(Stored data entries)

========

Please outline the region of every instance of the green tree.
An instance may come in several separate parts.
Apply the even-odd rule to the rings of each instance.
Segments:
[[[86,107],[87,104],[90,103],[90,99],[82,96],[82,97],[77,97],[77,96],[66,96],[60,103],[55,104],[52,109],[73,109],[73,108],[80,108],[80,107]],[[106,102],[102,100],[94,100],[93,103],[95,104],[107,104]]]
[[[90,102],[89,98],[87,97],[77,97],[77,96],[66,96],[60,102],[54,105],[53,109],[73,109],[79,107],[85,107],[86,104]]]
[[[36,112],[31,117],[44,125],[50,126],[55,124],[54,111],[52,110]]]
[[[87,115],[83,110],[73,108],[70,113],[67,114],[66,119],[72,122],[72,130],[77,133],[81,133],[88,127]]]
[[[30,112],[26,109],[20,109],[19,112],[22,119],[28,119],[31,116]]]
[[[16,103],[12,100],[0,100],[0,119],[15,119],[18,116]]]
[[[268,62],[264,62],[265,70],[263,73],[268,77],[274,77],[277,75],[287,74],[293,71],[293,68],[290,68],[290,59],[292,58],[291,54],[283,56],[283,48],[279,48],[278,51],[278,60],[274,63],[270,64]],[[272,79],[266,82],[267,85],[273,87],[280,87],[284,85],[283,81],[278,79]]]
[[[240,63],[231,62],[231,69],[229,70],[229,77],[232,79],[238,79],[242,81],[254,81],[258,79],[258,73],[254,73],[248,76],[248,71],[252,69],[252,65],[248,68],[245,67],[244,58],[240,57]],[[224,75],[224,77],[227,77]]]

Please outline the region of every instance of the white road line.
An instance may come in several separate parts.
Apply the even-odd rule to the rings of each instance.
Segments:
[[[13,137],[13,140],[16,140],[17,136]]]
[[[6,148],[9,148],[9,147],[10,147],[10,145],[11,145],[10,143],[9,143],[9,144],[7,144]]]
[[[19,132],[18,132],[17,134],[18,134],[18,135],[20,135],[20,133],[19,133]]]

========

■ **ABOUT THIS EXERCISE**:
The entries are to be retyped in full, with no alteration.

■ **RESULT OF THE EXERCISE**:
Please outline the region of every instance of the green tree.
An instance may come in several separate parts.
Apply the even-odd rule to the rings of each instance.
Segments:
[[[86,107],[87,104],[90,103],[90,99],[82,96],[82,97],[77,97],[77,96],[66,96],[60,103],[55,104],[52,109],[73,109],[73,108],[80,108],[80,107]],[[106,102],[102,100],[94,100],[93,103],[95,104],[107,104]]]
[[[90,102],[89,98],[87,97],[77,97],[77,96],[66,96],[60,102],[54,105],[53,109],[73,109],[79,107],[85,107],[86,104]]]
[[[36,112],[31,117],[44,125],[50,126],[55,124],[54,111],[52,110]]]
[[[87,115],[83,110],[73,108],[70,113],[67,114],[66,119],[72,122],[72,130],[77,133],[81,133],[88,127]]]
[[[30,112],[26,109],[20,109],[19,112],[22,119],[28,119],[31,116]]]
[[[16,103],[12,100],[0,100],[0,119],[15,119],[18,116]]]
[[[268,62],[264,62],[265,70],[263,73],[268,77],[274,77],[277,75],[287,74],[293,71],[293,68],[290,68],[290,59],[292,58],[291,54],[283,56],[283,48],[279,48],[278,51],[278,60],[274,63],[270,64]],[[272,79],[266,82],[267,85],[273,87],[280,87],[284,85],[283,81],[278,79]]]
[[[240,63],[231,62],[231,69],[229,70],[229,77],[232,79],[238,79],[242,81],[254,81],[258,79],[258,73],[254,73],[248,76],[248,71],[252,69],[252,65],[248,68],[245,67],[244,58],[240,57]],[[224,75],[224,77],[227,77]]]

Please outline the region of every instance of the white road line.
An instance may come in several separate parts.
Apply the even-odd rule to the rings of each instance.
Segments:
[[[13,137],[13,140],[16,140],[17,136]]]
[[[6,148],[9,148],[9,147],[10,147],[10,145],[11,145],[10,143],[9,143],[9,144],[7,144]]]
[[[19,132],[18,132],[17,134],[18,134],[18,135],[20,135],[20,133],[19,133]]]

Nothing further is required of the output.